▶ [Exercise objective] When a line of the records below contains the string "large", copy that whole line.

[Point-per-instance localization data]
++++++

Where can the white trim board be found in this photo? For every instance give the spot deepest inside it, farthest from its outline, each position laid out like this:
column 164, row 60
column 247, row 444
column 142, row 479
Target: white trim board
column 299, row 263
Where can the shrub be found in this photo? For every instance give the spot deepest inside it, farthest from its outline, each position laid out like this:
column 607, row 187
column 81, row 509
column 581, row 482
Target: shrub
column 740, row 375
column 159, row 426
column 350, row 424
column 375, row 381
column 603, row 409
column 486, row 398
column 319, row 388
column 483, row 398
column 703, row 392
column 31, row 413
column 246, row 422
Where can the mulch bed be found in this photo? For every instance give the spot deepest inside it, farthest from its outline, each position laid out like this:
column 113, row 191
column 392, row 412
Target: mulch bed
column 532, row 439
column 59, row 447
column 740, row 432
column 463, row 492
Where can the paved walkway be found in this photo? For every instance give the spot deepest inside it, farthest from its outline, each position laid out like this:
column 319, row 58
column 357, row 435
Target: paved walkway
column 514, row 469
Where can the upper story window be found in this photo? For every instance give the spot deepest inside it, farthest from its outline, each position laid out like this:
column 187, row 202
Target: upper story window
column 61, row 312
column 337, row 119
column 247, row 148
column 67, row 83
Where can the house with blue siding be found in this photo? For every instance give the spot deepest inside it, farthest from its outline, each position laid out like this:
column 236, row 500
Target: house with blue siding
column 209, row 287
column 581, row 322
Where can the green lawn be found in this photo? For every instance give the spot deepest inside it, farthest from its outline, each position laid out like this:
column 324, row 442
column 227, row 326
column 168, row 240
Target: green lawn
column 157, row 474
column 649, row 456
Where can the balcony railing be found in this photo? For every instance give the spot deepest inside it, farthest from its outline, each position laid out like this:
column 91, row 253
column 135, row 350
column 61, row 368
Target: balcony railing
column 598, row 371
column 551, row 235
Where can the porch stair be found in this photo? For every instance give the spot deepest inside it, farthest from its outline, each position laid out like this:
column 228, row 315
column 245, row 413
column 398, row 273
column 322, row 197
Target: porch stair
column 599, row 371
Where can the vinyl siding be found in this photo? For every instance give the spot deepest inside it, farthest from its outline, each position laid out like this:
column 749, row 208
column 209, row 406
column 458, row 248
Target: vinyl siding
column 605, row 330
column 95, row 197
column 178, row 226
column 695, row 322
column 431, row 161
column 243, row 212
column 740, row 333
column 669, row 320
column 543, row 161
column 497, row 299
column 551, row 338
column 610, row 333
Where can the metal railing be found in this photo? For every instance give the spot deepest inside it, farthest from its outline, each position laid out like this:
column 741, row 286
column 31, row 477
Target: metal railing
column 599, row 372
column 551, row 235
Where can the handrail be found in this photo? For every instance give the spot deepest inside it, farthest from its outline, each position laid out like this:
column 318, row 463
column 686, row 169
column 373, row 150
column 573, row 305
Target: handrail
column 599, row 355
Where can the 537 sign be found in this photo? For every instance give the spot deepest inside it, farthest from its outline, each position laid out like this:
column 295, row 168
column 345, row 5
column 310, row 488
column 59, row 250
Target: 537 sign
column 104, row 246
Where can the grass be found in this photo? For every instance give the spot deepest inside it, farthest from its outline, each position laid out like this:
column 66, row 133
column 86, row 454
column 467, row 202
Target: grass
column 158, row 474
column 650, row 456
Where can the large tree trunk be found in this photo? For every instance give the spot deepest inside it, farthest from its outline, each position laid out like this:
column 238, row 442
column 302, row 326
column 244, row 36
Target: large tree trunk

++++++

▶ [Answer for this exercise]
Where can the large tree trunk be found in this photo? For every instance give the spot deepest inside it, farthest from its outline, each position laid out like this:
Target: large tree trunk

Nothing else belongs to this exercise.